*Passage provided*:

===============

# Identify this Muzzleloader



## Lorren68 (Jun 14, 2011)

It is made by thompson center arms, but I dont know what model it is.  I just call it a Hawken


----------



## rhbama3 (Jun 14, 2011)

That looks like my TC Hawken Renegade.


----------



## fishfryer (Jun 14, 2011)

You sure that's not a Renegade? You beat me to it Rhbama3,by just a second.


----------



## Lorren68 (Jun 14, 2011)

I dont know what it is.  How would I tell if it a renegade?  The thing weighs 20lb (well it feels like it) But I love it, I am trying to work up a load with prb or buffalo bullets.


----------



## rhbama3 (Jun 14, 2011)

Lorren68 said:


> I dont know what it is.  How would I tell if it a renegade?  The thing weighs 20lb (well it feels like it) But I love it, I am trying to work up a load with prb or buffalo bullets.



Okay, i just looked at mine. It is a 50 Cal. that i bought around 1994 and the word Renegade is imprinted after "50 Cal" on the barrel. Your pics look exactly like mine, but maybe someone with more expertise can confirm.


----------



## fishfryer (Jun 14, 2011)

Lorren68 said:


> I dont know what it is.  How would I tell if it a renegade?  The thing weighs 20lb (well it feels like it) But I love it, I am trying to work up a load with prb or buffalo bullets.



The renegade model,I believe, had only iron furniture,the indented forestock, and a squared off buttstock. The internet is the easy way to check on it if you don't believe replies on thread. Google Thompson Center Renegade,if you go through the list that comes up,you'll probably be satisfied.


----------



## Nicodemus (Jun 14, 2011)

I think it is a Renegade too. Thompson Center`s version of a Hawken rifle has a brass capbox in the stock, I think.


----------



## Lorren68 (Jun 14, 2011)

Well what ever it is called I like it.  I was just curious about it, so now all I need to do is work up a load for it and enjoy shooting it.   Thanks everyone for the help.  Fishfryer, I was not trying to imply that I did not belive you, I simply do not know what makes a hawken a hawken or a renegade a renegade.  I was wanting to know how to identify the model in case I find another one.  I love side lock muzzleloaders (I own 2 at this time).   Thanks to all of you for the help.


----------



## 35 Whelen (Jun 14, 2011)

Renegade.  Owned one about 20 years ago, regret selling it!


----------



## fishfryer (Jun 14, 2011)

===============

*Information supplied*:
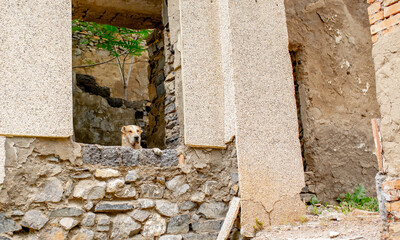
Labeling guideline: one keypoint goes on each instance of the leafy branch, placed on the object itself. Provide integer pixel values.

===============

*Required actions*:
1. From the muzzleloader thread, list the features fishfryer believed the Renegade model had.
2. In the muzzleloader thread, where does the word Renegade appear on rhbama3's rifle?
3. Reproduce the part of the muzzleloader thread that opens with the words containing "## Nicodemus (Jun" and closes with "you for the help.".

*Answers per task*:
1.
- Only iron furniture
- The indented forestock
- A squared off buttstock

2. It is imprinted after "50 Cal" on the barrel.

3.
## Nicodemus (Jun 14, 2011)

I think it is a Renegade too. Thompson Center`s version of a Hawken rifle has a brass capbox in the stock, I think.


----------



## Lorren68 (Jun 14, 2011)

Well what ever it is called I like it.  I was just curious about it, so now all I need to do is work up a load for it and enjoy shooting it.   Thanks everyone for the help.  Fishfryer, I was not trying to imply that I did not belive you, I simply do not know what makes a hawken a hawken or a renegade a renegade.  I was wanting to know how to identify the model in case I find another one.  I love side lock muzzleloaders (I own 2 at this time).   Thanks to all of you for the help.